• **INFORMATION GIVEN**
══════════════════════════════
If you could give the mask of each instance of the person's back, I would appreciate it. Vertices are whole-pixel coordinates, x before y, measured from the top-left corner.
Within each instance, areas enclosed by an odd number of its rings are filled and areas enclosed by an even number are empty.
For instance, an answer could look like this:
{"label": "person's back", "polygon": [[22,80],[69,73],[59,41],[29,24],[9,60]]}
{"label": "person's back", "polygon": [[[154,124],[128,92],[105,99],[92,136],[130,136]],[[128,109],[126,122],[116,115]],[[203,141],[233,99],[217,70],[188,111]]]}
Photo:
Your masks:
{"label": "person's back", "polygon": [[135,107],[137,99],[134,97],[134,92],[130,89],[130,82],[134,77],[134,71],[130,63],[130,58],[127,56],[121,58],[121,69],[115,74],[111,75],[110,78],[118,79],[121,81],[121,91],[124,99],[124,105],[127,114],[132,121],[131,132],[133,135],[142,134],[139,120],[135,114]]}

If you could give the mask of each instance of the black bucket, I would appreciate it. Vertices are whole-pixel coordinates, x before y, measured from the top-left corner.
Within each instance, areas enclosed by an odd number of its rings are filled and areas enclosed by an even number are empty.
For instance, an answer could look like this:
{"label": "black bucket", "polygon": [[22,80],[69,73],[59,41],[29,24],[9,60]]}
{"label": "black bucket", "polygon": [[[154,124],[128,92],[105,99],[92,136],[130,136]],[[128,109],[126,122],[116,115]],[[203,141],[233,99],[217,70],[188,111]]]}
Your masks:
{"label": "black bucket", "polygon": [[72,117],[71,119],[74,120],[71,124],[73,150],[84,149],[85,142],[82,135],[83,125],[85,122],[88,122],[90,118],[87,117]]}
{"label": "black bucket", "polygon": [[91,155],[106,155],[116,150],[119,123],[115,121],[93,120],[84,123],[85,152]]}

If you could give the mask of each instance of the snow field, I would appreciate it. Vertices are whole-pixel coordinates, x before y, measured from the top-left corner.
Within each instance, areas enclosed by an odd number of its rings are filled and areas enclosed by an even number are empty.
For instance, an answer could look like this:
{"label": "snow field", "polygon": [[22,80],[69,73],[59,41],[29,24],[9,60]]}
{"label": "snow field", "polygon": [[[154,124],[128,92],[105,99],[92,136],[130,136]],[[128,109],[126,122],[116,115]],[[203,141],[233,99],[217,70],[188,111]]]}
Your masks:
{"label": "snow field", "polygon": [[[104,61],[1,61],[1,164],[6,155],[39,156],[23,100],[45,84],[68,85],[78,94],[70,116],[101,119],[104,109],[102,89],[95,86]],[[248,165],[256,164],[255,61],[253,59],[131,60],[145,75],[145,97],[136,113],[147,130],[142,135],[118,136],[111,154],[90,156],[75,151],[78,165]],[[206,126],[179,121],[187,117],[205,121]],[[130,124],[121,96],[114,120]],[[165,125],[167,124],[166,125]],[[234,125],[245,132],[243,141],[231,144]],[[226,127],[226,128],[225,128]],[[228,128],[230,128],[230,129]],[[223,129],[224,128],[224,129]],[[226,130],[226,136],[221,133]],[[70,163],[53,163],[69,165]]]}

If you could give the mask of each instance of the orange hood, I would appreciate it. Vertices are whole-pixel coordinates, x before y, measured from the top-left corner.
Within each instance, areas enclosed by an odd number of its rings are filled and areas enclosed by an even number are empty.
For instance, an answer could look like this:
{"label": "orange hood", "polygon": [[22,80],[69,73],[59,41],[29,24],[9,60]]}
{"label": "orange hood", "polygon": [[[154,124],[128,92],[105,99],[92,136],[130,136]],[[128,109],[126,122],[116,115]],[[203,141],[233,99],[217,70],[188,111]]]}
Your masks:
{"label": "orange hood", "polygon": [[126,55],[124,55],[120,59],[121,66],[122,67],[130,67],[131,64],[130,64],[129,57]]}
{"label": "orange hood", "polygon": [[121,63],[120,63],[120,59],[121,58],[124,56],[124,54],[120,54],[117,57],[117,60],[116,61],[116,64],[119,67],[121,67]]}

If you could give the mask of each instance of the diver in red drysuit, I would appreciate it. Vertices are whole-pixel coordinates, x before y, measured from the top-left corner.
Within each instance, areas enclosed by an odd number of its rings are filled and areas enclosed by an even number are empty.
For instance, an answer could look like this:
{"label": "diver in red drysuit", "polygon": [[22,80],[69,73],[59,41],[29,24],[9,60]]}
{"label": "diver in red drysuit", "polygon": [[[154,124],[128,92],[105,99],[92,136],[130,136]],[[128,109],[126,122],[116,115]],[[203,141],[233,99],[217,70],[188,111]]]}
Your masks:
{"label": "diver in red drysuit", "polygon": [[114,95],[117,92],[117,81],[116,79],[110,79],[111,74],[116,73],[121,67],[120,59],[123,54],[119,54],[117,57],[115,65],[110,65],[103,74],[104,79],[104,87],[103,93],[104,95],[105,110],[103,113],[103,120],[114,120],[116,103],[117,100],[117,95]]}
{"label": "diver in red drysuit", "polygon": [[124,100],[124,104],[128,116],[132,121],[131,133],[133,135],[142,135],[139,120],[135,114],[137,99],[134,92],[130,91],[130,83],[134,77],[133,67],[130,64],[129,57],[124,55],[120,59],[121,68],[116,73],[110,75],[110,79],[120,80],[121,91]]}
══════════════════════════════
• **WHAT YOU SHOULD DO**
Render every line of the material above as a JSON list of strings, with one string per line and blank lines omitted.

• **ANSWER TO THIS EXERCISE**
[
  "If you could give the mask of each instance of the person's back, I would appreciate it. Vertices are whole-pixel coordinates, x before y, measured from the top-left corner.",
  "Within each instance, areas enclosed by an odd number of its rings are filled and areas enclosed by an even number are empty.",
  "For instance, an answer could look like this:",
  "{\"label\": \"person's back\", \"polygon\": [[22,80],[69,73],[59,41],[29,24],[9,60]]}",
  "{\"label\": \"person's back\", \"polygon\": [[[154,124],[128,92],[105,99],[92,136],[130,136]],[[128,109],[126,122],[116,115]],[[203,141],[233,99],[217,70],[188,111]]]}",
  "Photo:",
  "Your masks:",
  "{\"label\": \"person's back\", \"polygon\": [[135,107],[137,99],[134,97],[134,92],[130,89],[130,82],[134,77],[134,71],[130,63],[130,58],[127,56],[121,58],[121,69],[115,74],[111,75],[110,78],[118,79],[121,81],[121,91],[124,99],[124,105],[127,114],[132,121],[131,132],[133,135],[142,134],[139,120],[135,114]]}",
  "If you could give the mask of each instance of the black bucket, I would appreciate it. Vertices are whole-pixel coordinates, x before y, measured from the top-left corner.",
  "Within each instance, areas enclosed by an odd number of its rings are filled and areas enclosed by an even number are empty.",
  "For instance, an answer could look like this:",
  "{\"label\": \"black bucket\", \"polygon\": [[22,80],[69,73],[59,41],[29,24],[9,60]]}",
  "{\"label\": \"black bucket\", \"polygon\": [[[154,124],[128,92],[105,99],[92,136],[130,136]],[[128,109],[126,122],[116,115]],[[203,141],[233,99],[217,70],[188,111]]]}",
  "Your masks:",
  "{\"label\": \"black bucket\", \"polygon\": [[72,117],[71,119],[74,120],[71,124],[73,150],[84,149],[85,142],[82,135],[83,125],[85,122],[88,122],[90,118],[87,117]]}",
  "{\"label\": \"black bucket\", \"polygon\": [[91,155],[106,155],[116,150],[119,123],[115,121],[93,120],[84,123],[85,152]]}",
  "If you could give the mask of each instance of the snow field, I would appreciate it. Vertices are whole-pixel coordinates, x before y, measured from the top-left corner.",
  "Within each instance, areas enclosed by an odd number of its rings are filled and areas enclosed by an even number are empty.",
  "For instance, an answer could look like this:",
  "{\"label\": \"snow field\", \"polygon\": [[22,80],[69,73],[59,41],[29,24],[9,60]]}",
  "{\"label\": \"snow field\", \"polygon\": [[[154,124],[128,92],[105,99],[92,136],[130,136]],[[128,109],[126,122],[116,115]],[[203,141],[233,99],[217,70],[188,111]]]}",
  "Your masks:",
  "{\"label\": \"snow field\", \"polygon\": [[[104,61],[1,61],[1,164],[6,155],[39,156],[23,100],[45,84],[68,85],[78,94],[70,116],[101,119],[104,109],[102,89],[95,86]],[[248,165],[256,164],[255,61],[253,59],[131,60],[145,75],[145,97],[136,113],[147,130],[142,135],[118,136],[111,154],[90,156],[75,151],[78,165]],[[206,126],[179,121],[187,117],[205,121]],[[130,124],[121,96],[114,120]],[[165,125],[167,124],[166,125]],[[234,125],[245,132],[243,141],[231,144]],[[226,127],[226,128],[225,128]],[[228,128],[230,128],[230,129]],[[223,129],[224,128],[224,129]],[[226,130],[226,136],[221,133]],[[70,163],[53,163],[69,165]]]}",
  "If you could give the mask of each instance of the orange hood, I would appreciate it. Vertices are whole-pixel coordinates, x before y, measured from the top-left corner.",
  "Within each instance, areas enclosed by an odd number of its rings are filled and areas enclosed by an even number are empty.",
  "For instance, an answer could look like this:",
  "{\"label\": \"orange hood\", \"polygon\": [[22,80],[69,73],[59,41],[29,24],[9,60]]}",
  "{\"label\": \"orange hood\", \"polygon\": [[[154,124],[128,92],[105,99],[92,136],[130,136]],[[128,109],[126,122],[116,115]],[[203,141],[233,99],[217,70],[188,111]]]}",
  "Your masks:",
  "{\"label\": \"orange hood\", \"polygon\": [[126,55],[124,55],[120,59],[121,66],[122,67],[130,67],[131,64],[130,64],[129,57]]}",
  "{\"label\": \"orange hood\", \"polygon\": [[121,63],[120,63],[120,59],[121,58],[124,56],[124,54],[120,54],[117,57],[117,60],[116,61],[116,64],[119,67],[121,67]]}",
  "If you could give the mask of each instance of the diver in red drysuit, I would appreciate it. Vertices are whole-pixel coordinates, x before y, measured from the top-left corner.",
  "Within each instance, areas enclosed by an odd number of its rings are filled and areas enclosed by an even number are empty.",
  "For instance, an answer could look like this:",
  "{\"label\": \"diver in red drysuit\", \"polygon\": [[22,80],[69,73],[59,41],[29,24],[9,60]]}",
  "{\"label\": \"diver in red drysuit\", \"polygon\": [[[154,124],[128,92],[105,99],[92,136],[130,136]],[[128,109],[126,122],[116,115]],[[203,141],[233,99],[217,70],[188,111]]]}",
  "Your masks:",
  "{\"label\": \"diver in red drysuit\", \"polygon\": [[114,95],[117,92],[117,81],[116,79],[110,79],[111,74],[116,73],[121,67],[120,59],[123,54],[119,54],[117,57],[115,65],[110,65],[103,74],[104,79],[104,87],[103,93],[104,95],[105,110],[103,113],[103,120],[114,120],[116,103],[117,100],[117,95]]}",
  "{\"label\": \"diver in red drysuit\", \"polygon\": [[124,100],[124,104],[128,116],[132,121],[131,133],[133,135],[142,135],[139,120],[135,114],[137,99],[134,92],[130,91],[130,83],[134,77],[133,67],[130,64],[129,57],[124,55],[120,59],[121,68],[116,73],[110,75],[110,79],[120,80],[121,91]]}"
]